**AIM**
Please rewrite only the stretch from the item containing "Presence query: does the above image contain any tall" through the end of the items, keeping every line as it stands but shifting each bounding box coordinate in the answers up by 79.
★ ★ ★ ★ ★ ★ ★
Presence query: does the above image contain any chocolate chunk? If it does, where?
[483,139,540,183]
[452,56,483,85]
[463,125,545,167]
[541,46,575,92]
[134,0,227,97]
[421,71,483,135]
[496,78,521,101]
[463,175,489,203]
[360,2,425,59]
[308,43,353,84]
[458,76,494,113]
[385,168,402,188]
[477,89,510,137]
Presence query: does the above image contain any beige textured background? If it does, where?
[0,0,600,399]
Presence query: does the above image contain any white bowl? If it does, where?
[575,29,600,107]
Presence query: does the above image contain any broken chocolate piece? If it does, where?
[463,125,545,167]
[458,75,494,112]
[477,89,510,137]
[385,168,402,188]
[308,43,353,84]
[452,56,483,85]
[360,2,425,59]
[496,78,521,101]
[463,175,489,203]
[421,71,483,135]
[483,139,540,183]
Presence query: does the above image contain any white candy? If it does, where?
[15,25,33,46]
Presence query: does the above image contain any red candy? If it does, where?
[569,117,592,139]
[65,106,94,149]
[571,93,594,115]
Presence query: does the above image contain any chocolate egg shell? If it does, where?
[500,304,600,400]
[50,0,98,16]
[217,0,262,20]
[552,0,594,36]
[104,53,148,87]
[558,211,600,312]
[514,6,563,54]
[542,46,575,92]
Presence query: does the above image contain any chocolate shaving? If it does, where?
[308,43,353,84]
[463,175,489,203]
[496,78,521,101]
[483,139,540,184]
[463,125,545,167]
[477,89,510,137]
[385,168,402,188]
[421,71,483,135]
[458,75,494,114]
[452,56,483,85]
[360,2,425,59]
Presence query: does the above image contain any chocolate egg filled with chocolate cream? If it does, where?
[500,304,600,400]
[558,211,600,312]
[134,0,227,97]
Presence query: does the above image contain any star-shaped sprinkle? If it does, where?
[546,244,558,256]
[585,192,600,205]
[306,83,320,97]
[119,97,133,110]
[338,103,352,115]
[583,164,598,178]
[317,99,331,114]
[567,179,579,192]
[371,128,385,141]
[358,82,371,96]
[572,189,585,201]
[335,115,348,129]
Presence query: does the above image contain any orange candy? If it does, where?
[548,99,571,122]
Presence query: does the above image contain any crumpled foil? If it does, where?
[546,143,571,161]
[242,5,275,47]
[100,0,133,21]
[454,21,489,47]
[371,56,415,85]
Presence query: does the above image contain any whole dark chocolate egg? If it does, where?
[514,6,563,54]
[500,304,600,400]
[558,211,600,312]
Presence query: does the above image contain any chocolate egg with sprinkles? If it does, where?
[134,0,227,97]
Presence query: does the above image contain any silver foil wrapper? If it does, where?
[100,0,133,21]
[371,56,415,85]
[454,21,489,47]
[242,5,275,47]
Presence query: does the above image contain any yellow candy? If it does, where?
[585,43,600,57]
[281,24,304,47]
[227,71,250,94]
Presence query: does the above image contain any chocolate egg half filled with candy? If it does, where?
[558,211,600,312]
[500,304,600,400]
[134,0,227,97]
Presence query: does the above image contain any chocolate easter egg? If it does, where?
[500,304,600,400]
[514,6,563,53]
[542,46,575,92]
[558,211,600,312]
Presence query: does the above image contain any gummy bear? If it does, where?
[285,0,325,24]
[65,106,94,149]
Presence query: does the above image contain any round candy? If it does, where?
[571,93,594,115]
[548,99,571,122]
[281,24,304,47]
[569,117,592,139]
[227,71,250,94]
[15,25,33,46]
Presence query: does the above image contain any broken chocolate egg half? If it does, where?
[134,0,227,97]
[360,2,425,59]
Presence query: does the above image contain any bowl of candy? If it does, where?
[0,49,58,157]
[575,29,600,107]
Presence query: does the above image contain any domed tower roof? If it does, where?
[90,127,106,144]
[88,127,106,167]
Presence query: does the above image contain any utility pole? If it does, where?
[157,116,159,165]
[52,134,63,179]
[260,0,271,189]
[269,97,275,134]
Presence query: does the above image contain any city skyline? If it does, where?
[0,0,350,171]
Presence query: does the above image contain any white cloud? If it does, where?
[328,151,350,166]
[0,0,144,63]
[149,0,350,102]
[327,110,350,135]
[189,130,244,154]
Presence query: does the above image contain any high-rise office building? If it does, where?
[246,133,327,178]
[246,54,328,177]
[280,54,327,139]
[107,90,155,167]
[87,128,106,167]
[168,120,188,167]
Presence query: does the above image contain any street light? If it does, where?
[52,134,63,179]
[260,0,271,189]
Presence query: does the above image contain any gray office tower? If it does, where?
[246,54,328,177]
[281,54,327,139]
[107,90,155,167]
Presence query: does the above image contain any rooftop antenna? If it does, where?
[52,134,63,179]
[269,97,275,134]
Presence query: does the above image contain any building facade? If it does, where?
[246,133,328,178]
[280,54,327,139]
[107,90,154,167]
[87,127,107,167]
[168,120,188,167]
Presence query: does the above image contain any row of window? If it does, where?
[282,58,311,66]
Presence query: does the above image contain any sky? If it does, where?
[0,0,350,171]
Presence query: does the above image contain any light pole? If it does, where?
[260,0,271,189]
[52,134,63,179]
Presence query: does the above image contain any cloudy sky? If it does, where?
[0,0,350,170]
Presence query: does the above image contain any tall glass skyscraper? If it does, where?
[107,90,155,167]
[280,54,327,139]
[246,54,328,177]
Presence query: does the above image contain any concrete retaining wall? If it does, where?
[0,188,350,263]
★ ★ ★ ★ ★ ★ ★
**RESPONSE FOR THIS EXERCISE**
Presence query: does the above image contain any tall glass skyscraper? If it does, where?
[186,169,234,246]
[359,133,406,218]
[325,133,407,256]
Presence query: does the above image contain any concrete retaining wall? If it does, where?
[79,267,429,342]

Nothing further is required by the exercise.